• **Action item**
Reproduce exactly the lines from the one containing "Thanks for the photo. Could you please mark the paved" through the last line of the records below, both included, and nothing else.

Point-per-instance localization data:
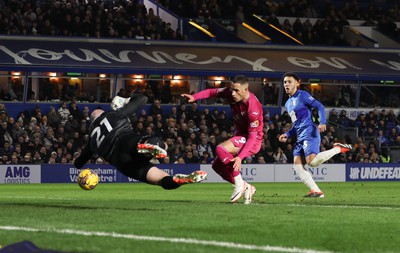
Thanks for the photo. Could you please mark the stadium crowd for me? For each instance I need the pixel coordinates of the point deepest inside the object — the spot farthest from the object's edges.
(132, 20)
(34, 137)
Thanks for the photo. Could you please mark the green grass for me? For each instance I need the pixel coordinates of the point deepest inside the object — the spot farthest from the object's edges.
(353, 217)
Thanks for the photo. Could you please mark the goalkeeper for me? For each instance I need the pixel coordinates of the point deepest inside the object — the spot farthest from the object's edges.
(113, 139)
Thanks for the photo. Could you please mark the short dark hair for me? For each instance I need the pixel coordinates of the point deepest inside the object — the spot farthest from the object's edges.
(291, 74)
(240, 79)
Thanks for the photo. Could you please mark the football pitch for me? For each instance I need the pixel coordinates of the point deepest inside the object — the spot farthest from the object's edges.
(353, 217)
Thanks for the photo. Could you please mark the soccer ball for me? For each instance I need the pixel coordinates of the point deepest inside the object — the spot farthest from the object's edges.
(87, 179)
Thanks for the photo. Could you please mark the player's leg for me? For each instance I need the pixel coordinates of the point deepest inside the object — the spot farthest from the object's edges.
(225, 152)
(310, 148)
(328, 154)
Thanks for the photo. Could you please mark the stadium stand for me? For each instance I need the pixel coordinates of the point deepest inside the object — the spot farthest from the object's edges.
(57, 136)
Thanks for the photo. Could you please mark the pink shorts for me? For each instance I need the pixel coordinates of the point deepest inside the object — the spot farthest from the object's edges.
(239, 141)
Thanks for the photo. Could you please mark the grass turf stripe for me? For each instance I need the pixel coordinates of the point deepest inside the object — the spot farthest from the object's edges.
(265, 248)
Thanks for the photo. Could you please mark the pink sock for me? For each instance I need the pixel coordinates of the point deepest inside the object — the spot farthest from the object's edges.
(223, 154)
(224, 170)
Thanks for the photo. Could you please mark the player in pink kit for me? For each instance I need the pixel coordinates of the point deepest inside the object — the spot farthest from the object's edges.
(247, 115)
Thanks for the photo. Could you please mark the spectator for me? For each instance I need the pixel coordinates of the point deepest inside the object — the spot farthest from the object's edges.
(279, 156)
(63, 112)
(53, 118)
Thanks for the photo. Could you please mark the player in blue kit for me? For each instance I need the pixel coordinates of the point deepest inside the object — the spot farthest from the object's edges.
(306, 149)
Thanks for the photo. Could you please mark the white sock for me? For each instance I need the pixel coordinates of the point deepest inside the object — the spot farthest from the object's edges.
(324, 156)
(238, 181)
(306, 177)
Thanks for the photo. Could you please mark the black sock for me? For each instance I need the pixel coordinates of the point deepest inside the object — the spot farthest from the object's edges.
(168, 183)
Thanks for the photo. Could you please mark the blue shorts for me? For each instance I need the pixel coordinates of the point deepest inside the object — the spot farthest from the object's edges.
(307, 147)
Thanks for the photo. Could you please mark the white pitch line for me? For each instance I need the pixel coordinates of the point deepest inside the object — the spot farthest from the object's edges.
(31, 197)
(331, 206)
(265, 248)
(254, 203)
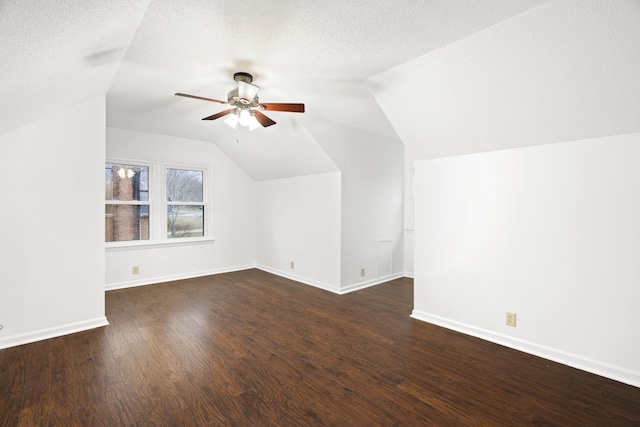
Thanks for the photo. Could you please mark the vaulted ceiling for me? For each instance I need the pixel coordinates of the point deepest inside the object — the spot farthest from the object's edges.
(334, 56)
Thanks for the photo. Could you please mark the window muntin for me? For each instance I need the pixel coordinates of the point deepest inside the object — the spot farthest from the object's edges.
(184, 198)
(140, 197)
(127, 202)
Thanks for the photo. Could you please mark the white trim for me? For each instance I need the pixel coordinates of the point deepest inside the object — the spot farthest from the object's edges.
(58, 331)
(378, 243)
(369, 283)
(174, 277)
(576, 361)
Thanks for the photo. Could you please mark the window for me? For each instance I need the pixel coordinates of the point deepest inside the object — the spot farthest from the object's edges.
(185, 210)
(127, 202)
(140, 197)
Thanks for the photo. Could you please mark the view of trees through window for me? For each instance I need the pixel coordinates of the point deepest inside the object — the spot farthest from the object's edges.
(132, 215)
(185, 207)
(127, 202)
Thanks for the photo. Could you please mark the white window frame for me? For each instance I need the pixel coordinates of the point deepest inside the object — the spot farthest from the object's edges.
(206, 198)
(158, 204)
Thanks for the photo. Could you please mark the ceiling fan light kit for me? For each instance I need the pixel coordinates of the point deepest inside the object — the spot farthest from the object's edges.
(246, 107)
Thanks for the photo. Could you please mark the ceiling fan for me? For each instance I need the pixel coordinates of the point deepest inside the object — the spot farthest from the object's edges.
(247, 110)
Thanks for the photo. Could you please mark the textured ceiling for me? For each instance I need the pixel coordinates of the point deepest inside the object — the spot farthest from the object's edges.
(140, 53)
(567, 70)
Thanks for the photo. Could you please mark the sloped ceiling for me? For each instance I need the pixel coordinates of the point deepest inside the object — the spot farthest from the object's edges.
(140, 53)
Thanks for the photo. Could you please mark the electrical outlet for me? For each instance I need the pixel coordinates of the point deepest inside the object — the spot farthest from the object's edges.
(511, 319)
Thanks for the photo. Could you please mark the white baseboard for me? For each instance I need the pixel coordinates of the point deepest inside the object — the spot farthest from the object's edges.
(173, 277)
(300, 279)
(369, 283)
(606, 370)
(44, 334)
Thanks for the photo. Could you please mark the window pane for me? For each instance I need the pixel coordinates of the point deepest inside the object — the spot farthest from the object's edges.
(184, 185)
(126, 222)
(185, 221)
(126, 182)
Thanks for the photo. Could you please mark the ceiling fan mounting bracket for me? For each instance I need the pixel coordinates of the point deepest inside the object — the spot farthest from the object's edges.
(242, 76)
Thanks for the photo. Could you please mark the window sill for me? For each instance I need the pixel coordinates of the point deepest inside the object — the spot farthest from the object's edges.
(136, 245)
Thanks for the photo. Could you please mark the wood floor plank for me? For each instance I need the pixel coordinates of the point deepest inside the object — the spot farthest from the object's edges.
(250, 348)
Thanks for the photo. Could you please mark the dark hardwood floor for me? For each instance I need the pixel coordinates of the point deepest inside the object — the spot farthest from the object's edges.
(253, 349)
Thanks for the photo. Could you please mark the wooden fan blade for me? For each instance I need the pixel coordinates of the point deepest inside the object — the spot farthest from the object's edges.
(202, 98)
(220, 114)
(292, 108)
(264, 120)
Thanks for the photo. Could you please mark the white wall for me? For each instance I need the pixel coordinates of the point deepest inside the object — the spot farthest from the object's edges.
(549, 232)
(234, 220)
(51, 225)
(371, 198)
(299, 220)
(564, 71)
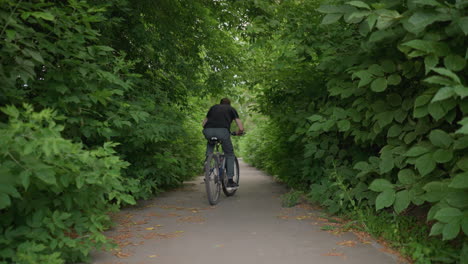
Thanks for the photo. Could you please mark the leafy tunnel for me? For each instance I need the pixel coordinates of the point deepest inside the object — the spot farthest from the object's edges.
(365, 100)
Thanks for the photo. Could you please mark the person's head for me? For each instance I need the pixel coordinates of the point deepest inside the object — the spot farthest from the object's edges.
(225, 101)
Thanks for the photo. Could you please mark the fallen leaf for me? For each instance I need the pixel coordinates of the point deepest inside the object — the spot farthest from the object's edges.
(334, 254)
(347, 243)
(122, 254)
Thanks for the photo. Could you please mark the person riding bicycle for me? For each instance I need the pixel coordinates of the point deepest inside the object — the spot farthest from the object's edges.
(217, 124)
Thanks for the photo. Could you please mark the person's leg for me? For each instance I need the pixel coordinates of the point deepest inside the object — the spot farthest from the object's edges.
(228, 150)
(208, 132)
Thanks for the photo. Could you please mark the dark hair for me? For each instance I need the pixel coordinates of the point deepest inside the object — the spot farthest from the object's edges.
(225, 101)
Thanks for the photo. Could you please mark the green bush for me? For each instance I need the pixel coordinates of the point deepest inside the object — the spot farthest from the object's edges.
(376, 94)
(54, 194)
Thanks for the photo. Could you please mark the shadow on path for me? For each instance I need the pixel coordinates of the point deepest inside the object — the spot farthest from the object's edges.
(180, 227)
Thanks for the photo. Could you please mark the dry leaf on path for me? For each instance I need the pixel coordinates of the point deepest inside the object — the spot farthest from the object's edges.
(347, 243)
(122, 254)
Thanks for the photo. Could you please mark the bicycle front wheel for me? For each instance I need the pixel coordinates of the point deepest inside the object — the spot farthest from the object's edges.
(212, 182)
(229, 191)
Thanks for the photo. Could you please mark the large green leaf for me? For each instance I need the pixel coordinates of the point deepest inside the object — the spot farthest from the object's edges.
(380, 185)
(435, 191)
(425, 164)
(443, 155)
(455, 62)
(344, 125)
(451, 230)
(331, 18)
(385, 199)
(448, 214)
(440, 138)
(359, 4)
(4, 200)
(460, 181)
(437, 229)
(416, 151)
(406, 176)
(379, 85)
(402, 200)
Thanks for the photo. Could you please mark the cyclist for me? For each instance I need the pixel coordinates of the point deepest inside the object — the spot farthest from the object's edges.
(217, 124)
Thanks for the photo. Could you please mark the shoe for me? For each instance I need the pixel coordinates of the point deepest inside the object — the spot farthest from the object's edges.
(232, 184)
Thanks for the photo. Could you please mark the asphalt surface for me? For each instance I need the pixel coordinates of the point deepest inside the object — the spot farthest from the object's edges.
(180, 227)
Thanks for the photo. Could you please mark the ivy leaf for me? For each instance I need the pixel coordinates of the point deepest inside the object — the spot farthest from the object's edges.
(440, 138)
(380, 185)
(385, 199)
(379, 85)
(402, 200)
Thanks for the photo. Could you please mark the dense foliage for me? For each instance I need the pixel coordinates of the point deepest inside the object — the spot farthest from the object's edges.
(99, 108)
(368, 107)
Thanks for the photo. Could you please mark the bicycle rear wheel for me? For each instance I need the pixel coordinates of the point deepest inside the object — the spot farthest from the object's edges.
(212, 182)
(229, 191)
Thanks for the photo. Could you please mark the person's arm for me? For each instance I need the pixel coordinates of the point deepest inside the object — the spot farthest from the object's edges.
(240, 126)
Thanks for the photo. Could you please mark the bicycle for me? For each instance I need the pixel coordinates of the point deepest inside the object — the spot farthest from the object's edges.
(215, 173)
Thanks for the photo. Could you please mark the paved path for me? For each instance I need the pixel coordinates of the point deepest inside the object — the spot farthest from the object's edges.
(179, 227)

• **Exercise result**
Thanks for the photo. Could you please mark the paved path for me? For each instance I need the pixel coordinates of the point deepest inside the object — the spot farthest from the object's edges.
(179, 227)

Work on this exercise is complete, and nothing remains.